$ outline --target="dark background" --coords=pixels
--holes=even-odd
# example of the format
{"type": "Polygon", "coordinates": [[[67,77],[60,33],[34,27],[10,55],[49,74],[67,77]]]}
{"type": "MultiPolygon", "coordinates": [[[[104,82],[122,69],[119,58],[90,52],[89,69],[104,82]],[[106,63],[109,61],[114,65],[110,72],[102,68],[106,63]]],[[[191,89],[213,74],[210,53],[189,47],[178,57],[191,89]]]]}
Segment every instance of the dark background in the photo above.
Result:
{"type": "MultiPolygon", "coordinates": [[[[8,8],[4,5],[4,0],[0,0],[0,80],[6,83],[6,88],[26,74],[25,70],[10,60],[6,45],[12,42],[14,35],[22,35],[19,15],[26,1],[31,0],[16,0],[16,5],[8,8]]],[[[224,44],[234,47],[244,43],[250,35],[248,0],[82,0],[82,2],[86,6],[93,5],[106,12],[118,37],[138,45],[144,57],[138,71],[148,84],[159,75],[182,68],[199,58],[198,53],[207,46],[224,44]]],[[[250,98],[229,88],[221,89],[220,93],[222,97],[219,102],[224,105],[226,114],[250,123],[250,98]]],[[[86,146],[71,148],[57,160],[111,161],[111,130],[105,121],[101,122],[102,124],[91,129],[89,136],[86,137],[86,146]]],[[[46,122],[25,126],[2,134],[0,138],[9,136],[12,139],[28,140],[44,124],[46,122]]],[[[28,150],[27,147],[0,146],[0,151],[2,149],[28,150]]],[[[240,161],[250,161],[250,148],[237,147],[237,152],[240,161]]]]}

CHALLENGE: Restate each record word for word.

SOLVED PROBLEM:
$ outline --target="dark background" --coords=pixels
--holes=even-odd
# example of the format
{"type": "Polygon", "coordinates": [[[67,77],[60,33],[34,27],[10,55],[49,74],[67,77]]]}
{"type": "MultiPolygon", "coordinates": [[[[104,82],[122,69],[119,58],[90,52],[89,69],[104,82]],[[106,63],[109,61],[114,65],[110,72],[102,68],[106,63]]],[[[191,89],[213,74],[210,53],[189,47],[178,57],[191,89]]]]}
Segment every instance of the dark background in the photo above.
Result:
{"type": "MultiPolygon", "coordinates": [[[[8,8],[4,5],[4,0],[0,0],[0,80],[6,83],[6,88],[26,74],[25,70],[10,60],[6,45],[12,42],[14,35],[22,35],[19,15],[26,1],[31,0],[16,0],[16,5],[8,8]]],[[[224,44],[234,47],[244,43],[250,35],[248,0],[82,0],[82,2],[86,6],[93,5],[106,12],[118,37],[138,45],[144,57],[138,71],[148,84],[159,75],[182,68],[199,58],[198,53],[207,46],[224,44]]],[[[250,98],[229,88],[221,89],[220,93],[222,97],[219,102],[224,105],[226,114],[250,123],[250,98]]],[[[86,146],[71,148],[57,160],[111,161],[111,130],[105,121],[101,122],[102,124],[91,129],[89,136],[86,137],[86,146]]],[[[46,122],[25,126],[2,134],[0,138],[9,136],[12,139],[28,140],[44,124],[46,122]]],[[[28,150],[27,147],[0,146],[0,151],[2,149],[28,150]]],[[[240,161],[250,161],[250,148],[237,147],[237,152],[240,161]]]]}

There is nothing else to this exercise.